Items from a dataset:

——

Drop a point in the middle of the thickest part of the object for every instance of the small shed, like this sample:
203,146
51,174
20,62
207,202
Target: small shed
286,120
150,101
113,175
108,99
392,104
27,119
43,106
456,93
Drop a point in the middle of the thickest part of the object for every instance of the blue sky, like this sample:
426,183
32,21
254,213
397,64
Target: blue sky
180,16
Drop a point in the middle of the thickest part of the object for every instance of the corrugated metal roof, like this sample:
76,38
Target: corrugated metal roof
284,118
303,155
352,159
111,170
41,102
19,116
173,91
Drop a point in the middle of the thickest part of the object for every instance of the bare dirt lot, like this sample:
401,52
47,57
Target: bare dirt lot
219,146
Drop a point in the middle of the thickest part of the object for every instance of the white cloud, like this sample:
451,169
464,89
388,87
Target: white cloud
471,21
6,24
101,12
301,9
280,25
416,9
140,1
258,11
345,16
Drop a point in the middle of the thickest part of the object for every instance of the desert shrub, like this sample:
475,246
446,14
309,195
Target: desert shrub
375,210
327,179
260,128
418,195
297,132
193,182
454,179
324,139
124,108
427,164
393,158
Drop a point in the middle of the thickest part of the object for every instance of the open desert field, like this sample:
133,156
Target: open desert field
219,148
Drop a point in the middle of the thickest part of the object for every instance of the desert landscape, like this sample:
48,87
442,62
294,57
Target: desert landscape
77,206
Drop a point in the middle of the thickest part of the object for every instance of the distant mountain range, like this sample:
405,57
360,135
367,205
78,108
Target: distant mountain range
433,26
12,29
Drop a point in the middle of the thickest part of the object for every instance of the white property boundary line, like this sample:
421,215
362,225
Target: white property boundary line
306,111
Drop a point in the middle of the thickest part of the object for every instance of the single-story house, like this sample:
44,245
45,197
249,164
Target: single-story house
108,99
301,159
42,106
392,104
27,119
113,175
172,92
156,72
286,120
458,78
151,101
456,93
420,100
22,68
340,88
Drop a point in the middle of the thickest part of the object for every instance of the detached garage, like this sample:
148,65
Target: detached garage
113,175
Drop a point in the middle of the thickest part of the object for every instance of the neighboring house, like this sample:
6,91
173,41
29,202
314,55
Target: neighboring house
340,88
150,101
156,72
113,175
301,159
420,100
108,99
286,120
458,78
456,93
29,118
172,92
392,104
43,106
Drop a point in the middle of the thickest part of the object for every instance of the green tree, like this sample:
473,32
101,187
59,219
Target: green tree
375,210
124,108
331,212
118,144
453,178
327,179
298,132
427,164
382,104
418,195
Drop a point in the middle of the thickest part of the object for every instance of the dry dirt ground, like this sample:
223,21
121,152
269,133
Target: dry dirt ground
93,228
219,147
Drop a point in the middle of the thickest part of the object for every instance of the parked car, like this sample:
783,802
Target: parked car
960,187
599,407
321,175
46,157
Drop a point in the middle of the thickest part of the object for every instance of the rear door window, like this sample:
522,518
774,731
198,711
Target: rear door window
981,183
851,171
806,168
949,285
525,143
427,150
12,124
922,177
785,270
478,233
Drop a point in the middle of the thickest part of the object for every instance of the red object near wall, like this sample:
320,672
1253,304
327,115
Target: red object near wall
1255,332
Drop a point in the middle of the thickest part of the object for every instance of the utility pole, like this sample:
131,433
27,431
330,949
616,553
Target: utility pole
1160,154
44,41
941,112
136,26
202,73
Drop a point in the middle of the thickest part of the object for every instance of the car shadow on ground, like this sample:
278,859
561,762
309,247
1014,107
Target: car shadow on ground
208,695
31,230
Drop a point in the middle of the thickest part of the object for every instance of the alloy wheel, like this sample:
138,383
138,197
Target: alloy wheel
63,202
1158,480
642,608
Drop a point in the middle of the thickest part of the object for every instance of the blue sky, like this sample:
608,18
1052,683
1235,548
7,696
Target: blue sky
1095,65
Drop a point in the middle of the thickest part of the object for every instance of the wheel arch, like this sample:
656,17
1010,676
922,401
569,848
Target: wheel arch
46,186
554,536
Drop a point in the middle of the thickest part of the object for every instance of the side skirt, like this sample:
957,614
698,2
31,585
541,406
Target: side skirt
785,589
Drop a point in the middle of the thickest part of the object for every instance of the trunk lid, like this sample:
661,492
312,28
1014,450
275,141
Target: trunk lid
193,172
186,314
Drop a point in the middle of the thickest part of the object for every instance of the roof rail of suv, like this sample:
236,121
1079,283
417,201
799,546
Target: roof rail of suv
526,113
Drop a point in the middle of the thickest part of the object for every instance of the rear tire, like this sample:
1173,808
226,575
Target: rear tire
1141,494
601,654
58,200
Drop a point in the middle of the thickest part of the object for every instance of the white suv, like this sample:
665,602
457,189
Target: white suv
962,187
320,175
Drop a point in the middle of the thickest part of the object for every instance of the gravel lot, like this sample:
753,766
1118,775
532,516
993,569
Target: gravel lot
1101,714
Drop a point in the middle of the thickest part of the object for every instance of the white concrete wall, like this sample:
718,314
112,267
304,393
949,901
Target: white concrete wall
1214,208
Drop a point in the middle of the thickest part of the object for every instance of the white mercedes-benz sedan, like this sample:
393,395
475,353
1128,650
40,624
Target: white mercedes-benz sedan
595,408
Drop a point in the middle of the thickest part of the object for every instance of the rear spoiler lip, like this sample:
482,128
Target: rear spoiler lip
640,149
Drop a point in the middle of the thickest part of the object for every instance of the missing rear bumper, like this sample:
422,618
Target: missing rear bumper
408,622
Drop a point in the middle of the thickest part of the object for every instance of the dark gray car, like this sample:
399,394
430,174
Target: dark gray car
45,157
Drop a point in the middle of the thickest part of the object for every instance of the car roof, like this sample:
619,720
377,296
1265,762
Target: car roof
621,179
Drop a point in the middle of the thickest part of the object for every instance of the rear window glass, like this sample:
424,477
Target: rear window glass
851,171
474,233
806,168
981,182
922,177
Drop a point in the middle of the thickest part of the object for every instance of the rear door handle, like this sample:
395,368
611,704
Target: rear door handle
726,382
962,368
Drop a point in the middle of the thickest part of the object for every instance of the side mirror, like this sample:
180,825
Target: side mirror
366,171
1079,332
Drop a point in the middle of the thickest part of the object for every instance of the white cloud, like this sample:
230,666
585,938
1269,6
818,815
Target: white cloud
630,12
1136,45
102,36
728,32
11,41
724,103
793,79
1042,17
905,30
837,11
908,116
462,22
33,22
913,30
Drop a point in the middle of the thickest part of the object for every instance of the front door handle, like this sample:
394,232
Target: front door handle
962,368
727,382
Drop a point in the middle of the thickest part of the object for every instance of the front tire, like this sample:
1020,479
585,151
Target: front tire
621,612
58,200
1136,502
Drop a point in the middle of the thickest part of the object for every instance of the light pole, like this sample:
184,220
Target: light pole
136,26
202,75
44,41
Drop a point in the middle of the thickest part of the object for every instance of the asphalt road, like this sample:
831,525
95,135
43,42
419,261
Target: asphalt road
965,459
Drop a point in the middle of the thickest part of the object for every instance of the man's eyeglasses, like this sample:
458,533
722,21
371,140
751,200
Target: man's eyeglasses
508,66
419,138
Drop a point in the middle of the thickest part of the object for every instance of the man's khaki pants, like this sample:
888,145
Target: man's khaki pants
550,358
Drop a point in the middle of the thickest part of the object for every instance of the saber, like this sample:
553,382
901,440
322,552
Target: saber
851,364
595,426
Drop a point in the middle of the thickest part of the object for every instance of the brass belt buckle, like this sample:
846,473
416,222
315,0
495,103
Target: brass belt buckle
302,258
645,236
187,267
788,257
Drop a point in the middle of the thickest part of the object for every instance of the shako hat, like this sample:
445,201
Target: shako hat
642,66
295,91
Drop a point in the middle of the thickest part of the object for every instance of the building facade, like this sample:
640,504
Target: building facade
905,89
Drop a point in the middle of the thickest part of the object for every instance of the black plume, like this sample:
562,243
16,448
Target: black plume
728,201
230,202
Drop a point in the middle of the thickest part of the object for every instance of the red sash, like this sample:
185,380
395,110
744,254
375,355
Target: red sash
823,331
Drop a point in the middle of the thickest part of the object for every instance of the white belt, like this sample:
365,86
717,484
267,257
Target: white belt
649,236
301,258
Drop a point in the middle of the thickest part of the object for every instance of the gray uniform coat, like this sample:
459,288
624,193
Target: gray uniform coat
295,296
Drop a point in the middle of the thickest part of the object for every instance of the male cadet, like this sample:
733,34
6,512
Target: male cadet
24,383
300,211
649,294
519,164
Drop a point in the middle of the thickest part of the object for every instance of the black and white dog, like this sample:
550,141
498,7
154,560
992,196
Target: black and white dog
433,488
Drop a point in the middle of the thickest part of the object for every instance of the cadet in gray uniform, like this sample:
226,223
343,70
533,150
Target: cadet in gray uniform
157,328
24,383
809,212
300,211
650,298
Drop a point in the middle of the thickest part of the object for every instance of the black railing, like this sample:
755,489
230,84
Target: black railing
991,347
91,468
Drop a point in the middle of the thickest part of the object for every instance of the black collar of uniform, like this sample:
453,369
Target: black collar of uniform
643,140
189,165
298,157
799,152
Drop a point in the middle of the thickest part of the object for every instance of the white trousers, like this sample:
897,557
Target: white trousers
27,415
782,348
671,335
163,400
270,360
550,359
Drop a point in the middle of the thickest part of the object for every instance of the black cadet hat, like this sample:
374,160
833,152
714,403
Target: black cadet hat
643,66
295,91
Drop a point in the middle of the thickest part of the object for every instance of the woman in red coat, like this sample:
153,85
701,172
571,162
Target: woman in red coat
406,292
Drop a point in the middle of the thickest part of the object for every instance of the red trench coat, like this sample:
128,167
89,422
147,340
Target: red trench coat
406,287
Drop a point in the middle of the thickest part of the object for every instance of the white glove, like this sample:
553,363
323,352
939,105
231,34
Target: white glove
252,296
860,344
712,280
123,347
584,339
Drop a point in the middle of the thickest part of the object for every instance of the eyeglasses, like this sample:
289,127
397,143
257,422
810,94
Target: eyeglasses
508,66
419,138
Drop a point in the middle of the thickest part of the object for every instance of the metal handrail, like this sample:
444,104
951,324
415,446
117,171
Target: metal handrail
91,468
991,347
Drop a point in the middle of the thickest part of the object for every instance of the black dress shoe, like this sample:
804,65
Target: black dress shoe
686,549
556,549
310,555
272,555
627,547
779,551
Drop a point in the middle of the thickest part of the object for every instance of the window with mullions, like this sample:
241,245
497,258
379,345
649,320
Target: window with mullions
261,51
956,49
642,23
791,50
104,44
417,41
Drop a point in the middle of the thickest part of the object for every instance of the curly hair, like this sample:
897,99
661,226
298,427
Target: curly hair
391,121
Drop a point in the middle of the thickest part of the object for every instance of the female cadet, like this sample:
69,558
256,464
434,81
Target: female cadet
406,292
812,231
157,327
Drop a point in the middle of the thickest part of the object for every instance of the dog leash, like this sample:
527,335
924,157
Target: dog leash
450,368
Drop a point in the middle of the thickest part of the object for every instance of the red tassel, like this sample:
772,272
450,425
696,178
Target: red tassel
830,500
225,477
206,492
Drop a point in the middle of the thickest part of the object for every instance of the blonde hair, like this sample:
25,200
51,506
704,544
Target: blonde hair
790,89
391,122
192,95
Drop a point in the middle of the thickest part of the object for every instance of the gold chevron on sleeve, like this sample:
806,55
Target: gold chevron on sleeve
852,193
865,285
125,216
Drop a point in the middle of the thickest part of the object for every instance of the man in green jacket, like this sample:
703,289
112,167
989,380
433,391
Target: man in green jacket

——

» **Given problem**: Reproduce the data word for word, starting at the line that contains "of the metal" and ending at the last line of the data.

» **Reply**:
Drop a point in the middle of the thickest part of the object for every instance of the metal handrail, like this sample:
444,104
951,324
415,446
117,171
Target: metal handrail
91,468
991,347
Drop a point in the middle of the thickest part of the object for every instance of the black dress shoe, like this sample:
804,65
Target: black dress shoe
686,549
556,549
310,555
272,555
627,547
779,551
Drop a point in the middle of the thickest part of the object for every instance of the window with mullions, like this sample:
241,245
497,258
379,345
649,320
Target: window with mullions
261,51
956,49
642,23
791,50
104,44
417,41
Drop a point in the middle of the thickest part of the object for every instance of the curly hair, like this sample:
897,99
661,226
298,427
Target: curly hair
391,121
Drop a point in the middle of the thickest part of the object for every instance of the female cadet, like this sample:
69,558
256,464
434,81
Target: female cadet
406,292
812,231
157,327
Drop a point in the middle of the thickest part of the object for every instance of the dog leash, like this sample:
527,335
924,157
Target: dog leash
450,368
Drop a point in the middle of the thickest part of the object for every instance of the red tassel, like this sample:
772,272
450,425
696,178
Target: red tassel
830,500
225,477
206,492
Drop a point in the middle of the thickest part of the object for every instance of the blonde hair, like this sample:
25,200
51,506
704,544
Target: blonde hair
790,89
391,122
192,95
Drop a point in the middle of the thickest part of the object for every instance of the gold chevron on sleeve, like this sample:
806,55
Target: gold chevron on sleeve
852,193
865,285
125,216
Drop a point in the middle of the thickest part of the object for every instance of the man in green jacket, like this sample:
703,289
112,167
989,380
433,391
Target: man in green jacket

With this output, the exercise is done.